[Referring expression data]
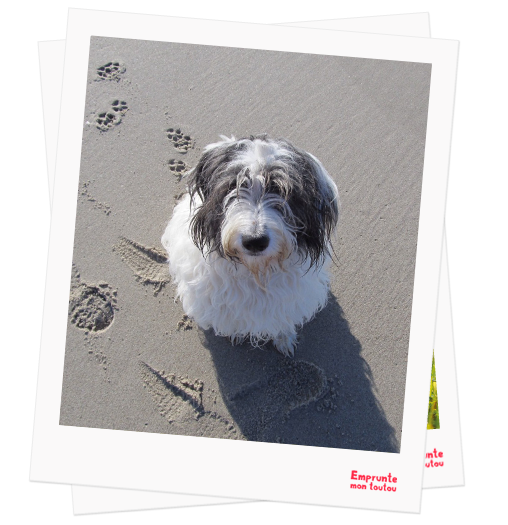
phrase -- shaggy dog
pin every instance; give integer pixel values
(249, 244)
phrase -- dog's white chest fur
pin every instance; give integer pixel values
(248, 245)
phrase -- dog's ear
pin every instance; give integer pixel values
(208, 184)
(314, 202)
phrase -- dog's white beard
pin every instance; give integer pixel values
(256, 298)
(245, 217)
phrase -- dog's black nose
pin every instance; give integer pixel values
(255, 243)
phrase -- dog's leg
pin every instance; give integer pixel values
(285, 344)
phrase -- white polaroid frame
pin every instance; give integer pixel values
(276, 472)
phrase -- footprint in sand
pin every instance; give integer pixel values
(110, 71)
(180, 401)
(268, 401)
(148, 264)
(178, 168)
(85, 193)
(91, 306)
(110, 118)
(181, 142)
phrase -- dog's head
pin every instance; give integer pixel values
(258, 200)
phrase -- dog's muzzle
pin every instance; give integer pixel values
(255, 243)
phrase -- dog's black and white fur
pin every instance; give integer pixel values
(249, 244)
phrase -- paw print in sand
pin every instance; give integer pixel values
(178, 168)
(181, 142)
(110, 71)
(108, 119)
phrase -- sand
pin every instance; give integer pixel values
(133, 360)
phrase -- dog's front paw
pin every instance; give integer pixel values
(285, 344)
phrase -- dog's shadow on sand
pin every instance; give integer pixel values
(324, 396)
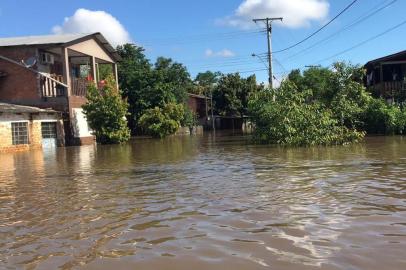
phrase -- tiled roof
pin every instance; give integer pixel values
(14, 108)
(56, 40)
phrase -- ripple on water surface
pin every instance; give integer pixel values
(205, 203)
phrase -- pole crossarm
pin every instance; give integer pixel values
(268, 22)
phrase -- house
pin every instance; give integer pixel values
(24, 127)
(53, 72)
(386, 76)
(198, 104)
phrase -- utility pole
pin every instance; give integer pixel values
(268, 22)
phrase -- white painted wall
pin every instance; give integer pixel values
(79, 122)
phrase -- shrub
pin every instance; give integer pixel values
(161, 122)
(285, 117)
(106, 113)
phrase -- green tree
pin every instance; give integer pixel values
(148, 86)
(106, 112)
(232, 93)
(161, 122)
(135, 80)
(285, 116)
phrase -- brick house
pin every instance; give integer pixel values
(24, 127)
(386, 77)
(53, 72)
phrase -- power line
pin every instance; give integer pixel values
(320, 29)
(365, 41)
(199, 38)
(356, 22)
(268, 22)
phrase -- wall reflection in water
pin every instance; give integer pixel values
(205, 202)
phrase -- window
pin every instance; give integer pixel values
(48, 130)
(19, 133)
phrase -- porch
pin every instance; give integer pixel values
(69, 72)
(386, 77)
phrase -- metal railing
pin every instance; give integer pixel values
(52, 86)
(79, 87)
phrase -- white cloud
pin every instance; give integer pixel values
(295, 13)
(223, 53)
(88, 21)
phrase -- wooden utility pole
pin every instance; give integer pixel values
(268, 22)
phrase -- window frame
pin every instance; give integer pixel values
(55, 133)
(17, 133)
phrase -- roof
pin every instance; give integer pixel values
(14, 108)
(392, 57)
(58, 40)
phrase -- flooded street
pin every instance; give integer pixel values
(205, 203)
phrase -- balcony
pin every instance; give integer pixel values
(390, 90)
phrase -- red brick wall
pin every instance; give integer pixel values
(20, 85)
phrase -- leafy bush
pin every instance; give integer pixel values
(106, 113)
(285, 116)
(161, 122)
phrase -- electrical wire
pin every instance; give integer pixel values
(364, 42)
(330, 37)
(319, 30)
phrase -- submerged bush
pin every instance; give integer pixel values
(106, 112)
(285, 116)
(161, 122)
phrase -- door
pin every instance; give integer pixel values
(49, 138)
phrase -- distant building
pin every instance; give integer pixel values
(386, 76)
(198, 104)
(24, 127)
(53, 72)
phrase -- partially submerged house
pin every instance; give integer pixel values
(53, 72)
(386, 76)
(199, 105)
(24, 127)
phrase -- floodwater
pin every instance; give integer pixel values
(205, 203)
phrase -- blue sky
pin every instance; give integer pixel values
(214, 35)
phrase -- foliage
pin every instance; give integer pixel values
(105, 112)
(341, 89)
(284, 116)
(105, 70)
(161, 122)
(147, 86)
(232, 93)
(205, 82)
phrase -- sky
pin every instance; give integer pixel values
(220, 35)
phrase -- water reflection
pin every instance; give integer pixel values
(205, 202)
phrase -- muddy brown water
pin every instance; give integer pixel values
(205, 203)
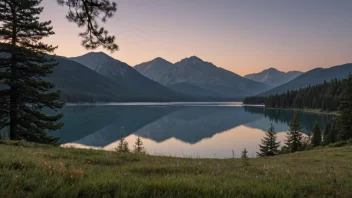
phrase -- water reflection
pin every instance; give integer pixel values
(178, 130)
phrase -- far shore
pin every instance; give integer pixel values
(317, 111)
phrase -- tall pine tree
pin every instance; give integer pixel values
(138, 146)
(294, 136)
(86, 13)
(269, 146)
(345, 110)
(330, 133)
(24, 65)
(316, 139)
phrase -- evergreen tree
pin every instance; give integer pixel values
(294, 136)
(316, 139)
(345, 110)
(330, 134)
(326, 139)
(122, 146)
(244, 157)
(269, 146)
(23, 70)
(86, 13)
(138, 146)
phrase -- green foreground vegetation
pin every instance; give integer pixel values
(35, 170)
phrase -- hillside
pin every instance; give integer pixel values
(273, 76)
(128, 79)
(196, 73)
(78, 83)
(32, 170)
(312, 77)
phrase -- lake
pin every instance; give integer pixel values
(205, 130)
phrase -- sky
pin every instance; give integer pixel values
(241, 36)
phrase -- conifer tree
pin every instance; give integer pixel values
(24, 67)
(138, 146)
(123, 146)
(244, 157)
(326, 137)
(316, 139)
(269, 146)
(86, 13)
(294, 136)
(345, 110)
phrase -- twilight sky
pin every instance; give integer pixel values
(240, 36)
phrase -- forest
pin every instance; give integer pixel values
(325, 96)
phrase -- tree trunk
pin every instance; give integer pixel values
(13, 88)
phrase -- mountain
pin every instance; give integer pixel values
(197, 76)
(78, 83)
(313, 77)
(273, 76)
(127, 79)
(156, 69)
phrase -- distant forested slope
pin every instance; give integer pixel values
(324, 96)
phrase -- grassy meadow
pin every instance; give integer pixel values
(33, 170)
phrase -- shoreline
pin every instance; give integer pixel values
(316, 111)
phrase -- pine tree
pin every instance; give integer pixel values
(23, 70)
(294, 136)
(138, 146)
(86, 13)
(330, 134)
(244, 157)
(122, 146)
(316, 139)
(345, 110)
(269, 146)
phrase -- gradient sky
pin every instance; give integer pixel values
(240, 36)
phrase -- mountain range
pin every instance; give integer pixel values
(79, 83)
(97, 77)
(273, 76)
(313, 77)
(198, 78)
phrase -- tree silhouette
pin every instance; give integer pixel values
(269, 146)
(294, 136)
(316, 139)
(138, 146)
(23, 68)
(345, 110)
(86, 13)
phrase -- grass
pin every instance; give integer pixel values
(33, 170)
(316, 111)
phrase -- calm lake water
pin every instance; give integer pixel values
(178, 129)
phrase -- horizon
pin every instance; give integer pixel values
(243, 38)
(208, 61)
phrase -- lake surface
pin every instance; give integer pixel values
(215, 130)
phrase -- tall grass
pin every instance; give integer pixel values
(33, 170)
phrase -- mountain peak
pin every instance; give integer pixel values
(192, 60)
(273, 76)
(272, 69)
(159, 59)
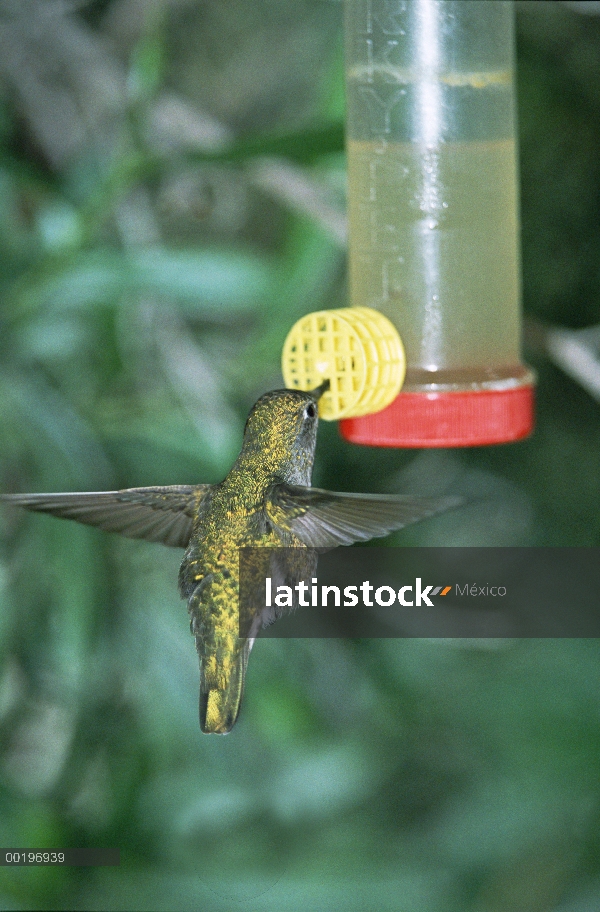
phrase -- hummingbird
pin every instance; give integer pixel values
(267, 501)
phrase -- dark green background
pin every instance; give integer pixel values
(146, 288)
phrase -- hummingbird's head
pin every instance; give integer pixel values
(281, 432)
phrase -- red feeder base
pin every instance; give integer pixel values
(447, 419)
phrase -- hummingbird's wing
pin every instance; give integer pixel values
(161, 514)
(325, 519)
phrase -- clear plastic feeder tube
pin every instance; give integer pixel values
(433, 204)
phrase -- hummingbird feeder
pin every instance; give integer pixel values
(433, 243)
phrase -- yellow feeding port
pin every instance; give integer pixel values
(357, 349)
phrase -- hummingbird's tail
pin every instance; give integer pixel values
(221, 691)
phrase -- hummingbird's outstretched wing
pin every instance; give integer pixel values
(325, 519)
(161, 514)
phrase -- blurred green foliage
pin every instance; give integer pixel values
(150, 269)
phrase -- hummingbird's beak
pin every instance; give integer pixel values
(319, 390)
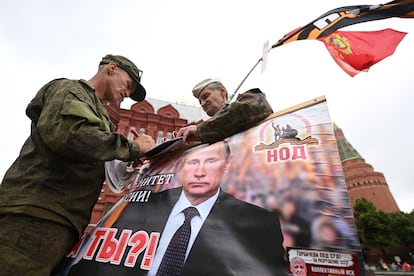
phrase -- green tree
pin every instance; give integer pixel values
(375, 228)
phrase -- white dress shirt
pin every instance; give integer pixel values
(175, 220)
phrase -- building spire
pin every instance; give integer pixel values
(346, 150)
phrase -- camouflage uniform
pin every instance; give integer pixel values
(60, 170)
(250, 108)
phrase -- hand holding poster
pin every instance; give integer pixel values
(274, 187)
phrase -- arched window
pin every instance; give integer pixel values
(159, 137)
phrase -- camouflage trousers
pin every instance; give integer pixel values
(32, 246)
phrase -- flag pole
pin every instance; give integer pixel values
(248, 74)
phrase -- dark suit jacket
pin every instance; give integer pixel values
(237, 238)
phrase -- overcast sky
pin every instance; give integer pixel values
(178, 43)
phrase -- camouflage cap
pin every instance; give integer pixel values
(128, 66)
(203, 84)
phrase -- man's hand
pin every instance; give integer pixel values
(145, 142)
(189, 134)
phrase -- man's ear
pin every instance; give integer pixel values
(223, 92)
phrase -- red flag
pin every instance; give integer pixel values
(358, 51)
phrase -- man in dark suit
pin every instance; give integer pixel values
(229, 236)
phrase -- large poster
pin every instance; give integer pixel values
(263, 198)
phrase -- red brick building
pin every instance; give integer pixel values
(361, 179)
(161, 118)
(156, 118)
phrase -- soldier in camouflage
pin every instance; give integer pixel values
(47, 195)
(226, 118)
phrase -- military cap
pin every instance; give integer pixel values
(128, 66)
(203, 84)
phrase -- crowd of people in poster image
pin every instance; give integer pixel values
(45, 208)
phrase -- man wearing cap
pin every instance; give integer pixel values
(47, 195)
(226, 118)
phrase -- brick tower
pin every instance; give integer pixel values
(361, 179)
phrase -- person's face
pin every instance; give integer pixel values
(119, 85)
(298, 268)
(202, 171)
(211, 100)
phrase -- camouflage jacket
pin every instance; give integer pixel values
(250, 108)
(60, 170)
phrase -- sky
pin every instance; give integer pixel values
(179, 43)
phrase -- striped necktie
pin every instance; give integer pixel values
(173, 261)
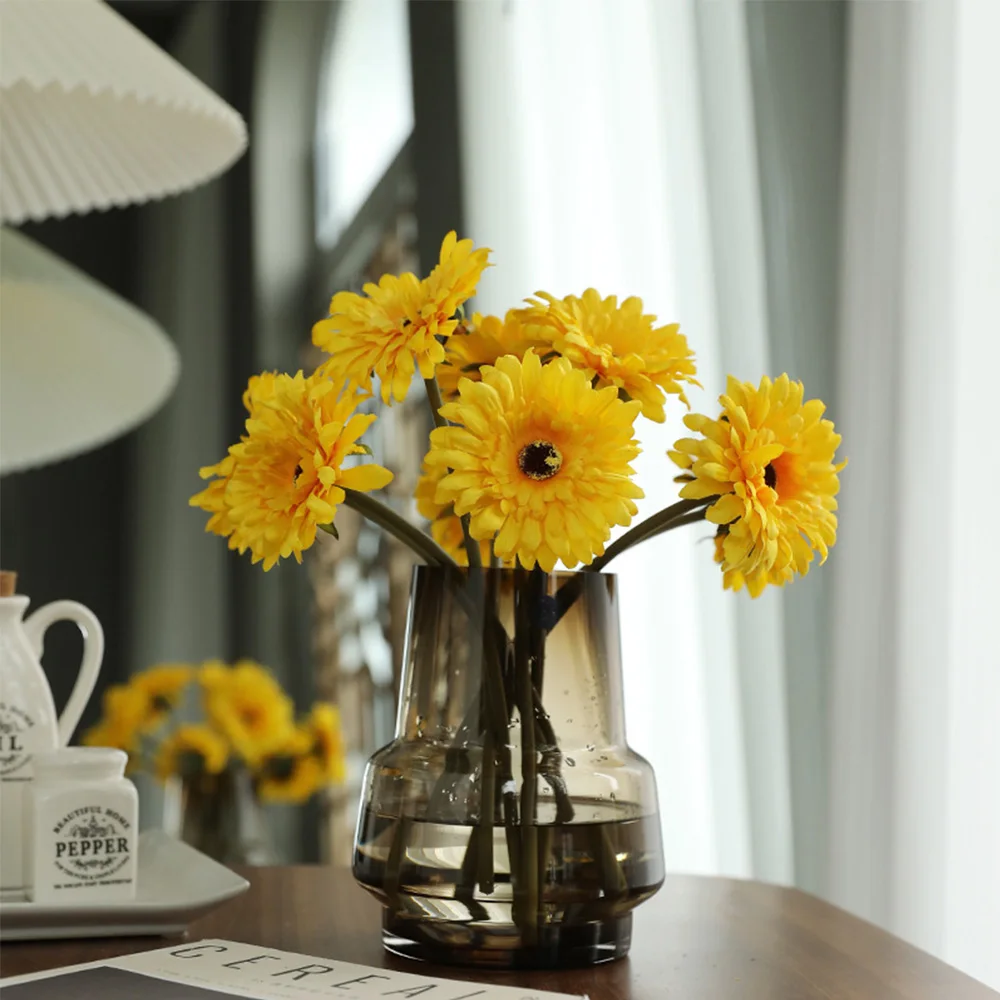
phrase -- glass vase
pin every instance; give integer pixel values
(508, 824)
(219, 815)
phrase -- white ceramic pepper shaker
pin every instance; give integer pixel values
(81, 820)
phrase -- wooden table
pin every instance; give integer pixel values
(697, 939)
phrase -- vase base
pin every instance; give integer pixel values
(502, 946)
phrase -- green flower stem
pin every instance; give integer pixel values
(526, 878)
(434, 398)
(678, 514)
(385, 517)
(664, 520)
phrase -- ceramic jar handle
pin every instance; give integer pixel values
(93, 652)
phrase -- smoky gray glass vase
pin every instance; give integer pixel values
(508, 824)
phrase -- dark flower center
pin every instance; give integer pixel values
(281, 768)
(539, 460)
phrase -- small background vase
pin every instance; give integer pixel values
(473, 863)
(220, 816)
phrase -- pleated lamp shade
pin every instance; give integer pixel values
(78, 365)
(94, 115)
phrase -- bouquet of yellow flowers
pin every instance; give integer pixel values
(528, 467)
(247, 721)
(534, 419)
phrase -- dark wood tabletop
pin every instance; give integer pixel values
(697, 939)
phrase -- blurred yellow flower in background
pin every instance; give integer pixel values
(191, 750)
(126, 712)
(292, 772)
(285, 478)
(770, 457)
(396, 327)
(482, 342)
(326, 741)
(163, 687)
(617, 344)
(540, 460)
(248, 706)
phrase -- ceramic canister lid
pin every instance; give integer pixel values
(76, 763)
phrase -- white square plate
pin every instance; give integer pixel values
(176, 884)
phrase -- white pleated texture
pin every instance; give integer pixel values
(94, 115)
(78, 365)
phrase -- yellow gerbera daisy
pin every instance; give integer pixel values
(394, 328)
(479, 343)
(446, 527)
(617, 343)
(327, 741)
(163, 687)
(125, 713)
(540, 460)
(247, 705)
(286, 476)
(293, 772)
(191, 750)
(213, 497)
(771, 457)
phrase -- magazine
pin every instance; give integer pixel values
(211, 970)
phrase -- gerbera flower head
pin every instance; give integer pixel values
(396, 326)
(286, 476)
(446, 527)
(247, 706)
(770, 458)
(124, 716)
(191, 750)
(619, 344)
(539, 459)
(323, 727)
(292, 772)
(481, 342)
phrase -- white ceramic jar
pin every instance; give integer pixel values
(81, 820)
(28, 720)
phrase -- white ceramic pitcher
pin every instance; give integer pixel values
(28, 721)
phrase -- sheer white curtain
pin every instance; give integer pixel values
(665, 149)
(915, 842)
(584, 165)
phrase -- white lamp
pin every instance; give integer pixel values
(92, 115)
(78, 365)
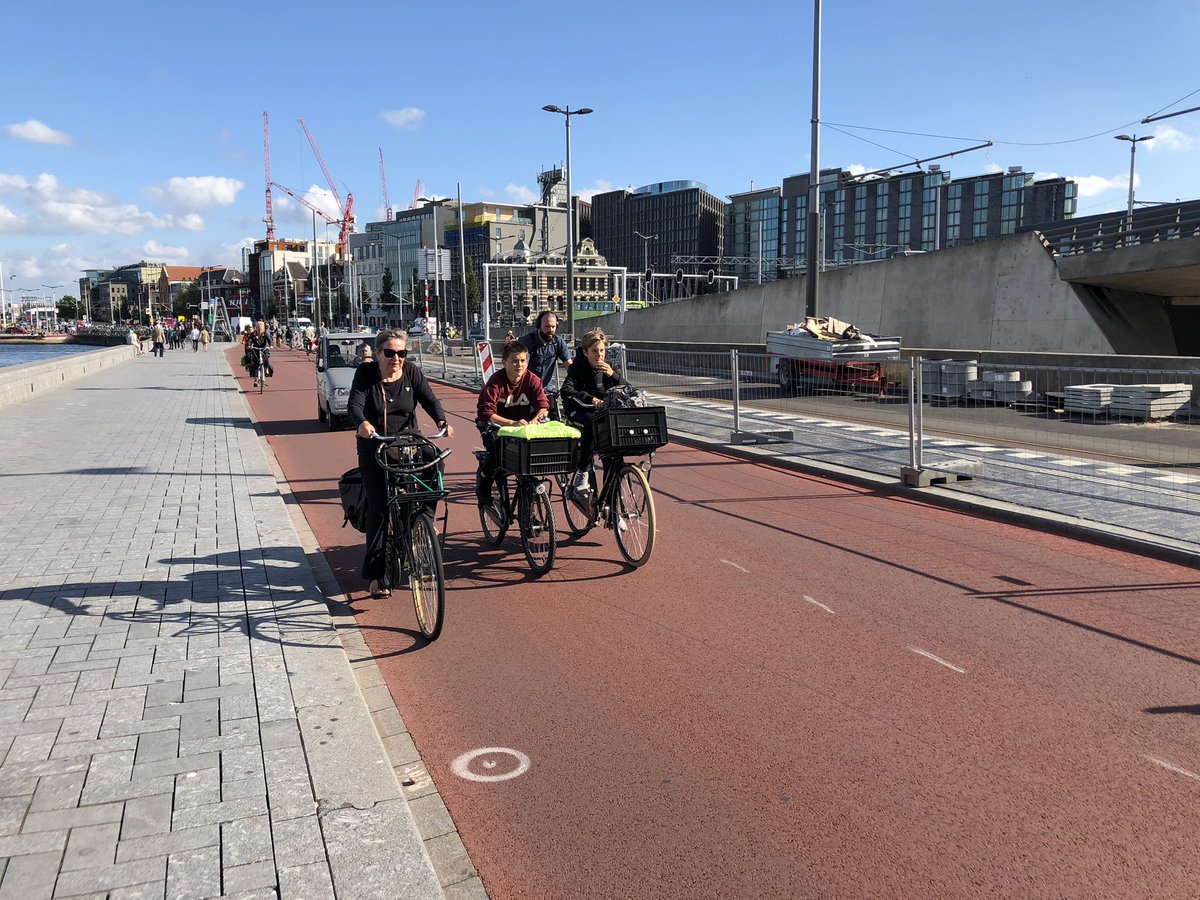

**Task prompt:**
From the records above, print exactly the lines that run from the line with "phrase -- dog's black nose" to the line with "phrase -- footprint in sand", inclusive.

**Output below:**
phrase -- dog's black nose
pin every instance; give integer pixel values
(255, 243)
phrase -- dog's leg
pin every instance; give integer pixel values
(285, 344)
phrase -- white polaroid frame
pin every instance; give integer pixel values
(276, 472)
phrase -- footprint in sand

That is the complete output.